* INFORMATION *
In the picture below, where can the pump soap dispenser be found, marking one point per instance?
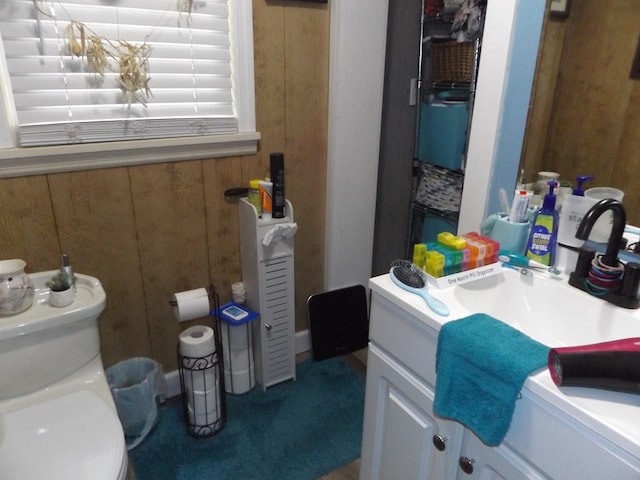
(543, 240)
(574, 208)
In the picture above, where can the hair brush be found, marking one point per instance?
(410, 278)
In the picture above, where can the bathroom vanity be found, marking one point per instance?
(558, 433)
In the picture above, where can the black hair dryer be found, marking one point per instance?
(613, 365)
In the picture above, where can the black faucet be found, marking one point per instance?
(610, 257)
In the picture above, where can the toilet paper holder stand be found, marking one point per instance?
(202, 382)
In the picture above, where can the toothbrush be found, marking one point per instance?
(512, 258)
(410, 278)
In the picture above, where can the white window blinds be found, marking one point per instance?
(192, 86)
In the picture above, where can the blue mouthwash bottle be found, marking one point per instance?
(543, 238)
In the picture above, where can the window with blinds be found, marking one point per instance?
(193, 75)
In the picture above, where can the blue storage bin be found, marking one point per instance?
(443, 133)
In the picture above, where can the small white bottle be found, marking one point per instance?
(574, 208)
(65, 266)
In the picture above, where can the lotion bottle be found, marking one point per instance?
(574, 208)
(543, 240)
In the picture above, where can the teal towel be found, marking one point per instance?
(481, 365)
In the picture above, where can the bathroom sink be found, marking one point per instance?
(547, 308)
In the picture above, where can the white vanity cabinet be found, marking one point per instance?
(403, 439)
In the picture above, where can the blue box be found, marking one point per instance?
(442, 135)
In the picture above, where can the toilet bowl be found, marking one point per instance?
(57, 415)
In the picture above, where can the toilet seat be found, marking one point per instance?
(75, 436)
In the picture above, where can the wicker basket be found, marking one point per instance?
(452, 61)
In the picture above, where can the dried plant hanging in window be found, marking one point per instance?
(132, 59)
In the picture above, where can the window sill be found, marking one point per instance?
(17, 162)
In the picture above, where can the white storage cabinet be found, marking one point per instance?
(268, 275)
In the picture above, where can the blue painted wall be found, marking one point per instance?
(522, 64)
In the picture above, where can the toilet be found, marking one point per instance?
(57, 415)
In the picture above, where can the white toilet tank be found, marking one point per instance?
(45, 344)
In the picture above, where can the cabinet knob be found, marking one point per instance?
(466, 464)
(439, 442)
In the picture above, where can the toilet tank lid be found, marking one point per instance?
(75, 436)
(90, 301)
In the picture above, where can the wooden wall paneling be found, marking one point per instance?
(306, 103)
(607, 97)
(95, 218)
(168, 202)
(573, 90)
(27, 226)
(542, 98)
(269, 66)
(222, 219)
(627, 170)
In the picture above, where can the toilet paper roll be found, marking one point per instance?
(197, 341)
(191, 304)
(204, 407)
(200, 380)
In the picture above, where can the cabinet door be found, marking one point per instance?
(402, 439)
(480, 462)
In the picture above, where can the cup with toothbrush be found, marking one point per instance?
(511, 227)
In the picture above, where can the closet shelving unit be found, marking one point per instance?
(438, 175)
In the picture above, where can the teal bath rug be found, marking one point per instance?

* EXERCISE AIM *
Reproduce the data above exactly, leaving each picture out.

* RESPONSE *
In the picture below, where can the pump soap dispenser be found, marking one point per instance?
(543, 240)
(574, 208)
In the picture above, where can the hair brush be found, marking one point per instance?
(410, 278)
In the picture above, where can the bathroom vanity be found, marking one point per instance?
(558, 433)
In the picture above, where can the black hair dryer be found, marking one point per instance?
(613, 365)
In the picture above, where can the black faucet be found, marking one point per instance?
(610, 257)
In the picture above, where can the toilet paper holder stand be found, marking one point per instance?
(202, 382)
In the picture above, where can the toothbrush be found, marking one point per instance?
(512, 258)
(410, 278)
In the picture above, where can the white window blinds be found, marking one point per instance?
(192, 86)
In the picture above, where can the blue mouthwash bottle be found, marking one point per instance?
(543, 238)
In the picture above, where can the window with blinds be found, marking one point per instance?
(193, 75)
In the picture above, where can the blue storage bin be found, marking one point per instance?
(443, 133)
In the picture above, where can the small white bottle be found, marking one point per instance?
(574, 208)
(65, 266)
In the picture above, where can the lotion bottle be found, marking one point per instance?
(574, 208)
(543, 240)
In the picture above, where can the teal towel be found, marking one point per instance?
(481, 365)
In the picture above, where can the bathroom sink be found, marking one point per instance?
(547, 308)
In the picture above, where can the white vanity cabinet be found, marking one point per instance?
(403, 439)
In the picture above, where can the blue box be found, marking one point per instance?
(442, 135)
In the picture above, where can the toilet bowl be found, marking one point per instance?
(57, 415)
In the picture above, where can the toilet seat be found, marking one point per instance?
(75, 436)
In the picture above, where can the wicker basket be found, marking one point per instance?
(452, 61)
In the picture above, where can the dried plant hanging in window be found, marking one point per instance?
(132, 59)
In the picture above, where can the window sill be found, marking one point per instance?
(17, 162)
In the picture above, where can the white storage cabinet be found, marking one point per instance?
(268, 275)
In the picture above, where can the blue painted wall be found, marking one point per instance?
(522, 64)
In the picture above, where can the toilet be found, marking one point per instance?
(57, 415)
In the picture above, where can the white toilet tank be found, marking one point per instance?
(45, 344)
In the picture above, where can the cabinet knob be found, marking one point per instance?
(466, 464)
(439, 442)
In the picture above, where can the toilet tank lid be found, marking one point per instance?
(75, 436)
(90, 301)
In the picture above, where can the wooden wall paneling be found, marking one point per instance?
(306, 103)
(607, 97)
(95, 218)
(168, 202)
(573, 90)
(27, 226)
(542, 98)
(269, 66)
(222, 219)
(627, 170)
In the picture above, where can the toilet paper roll be found, marking one point per instance?
(197, 341)
(191, 304)
(204, 407)
(200, 380)
In the picture above, where can the cabinet door be found, marking one point per instance?
(402, 439)
(480, 462)
In the picture above, where can the cup with toothbrush be found, marking one point per instance?
(511, 227)
In the picture above, where can the closet shelving unit be found, marking one point per instance?
(438, 175)
In the picture above, where can the teal bath rug be found, marking one point per instance?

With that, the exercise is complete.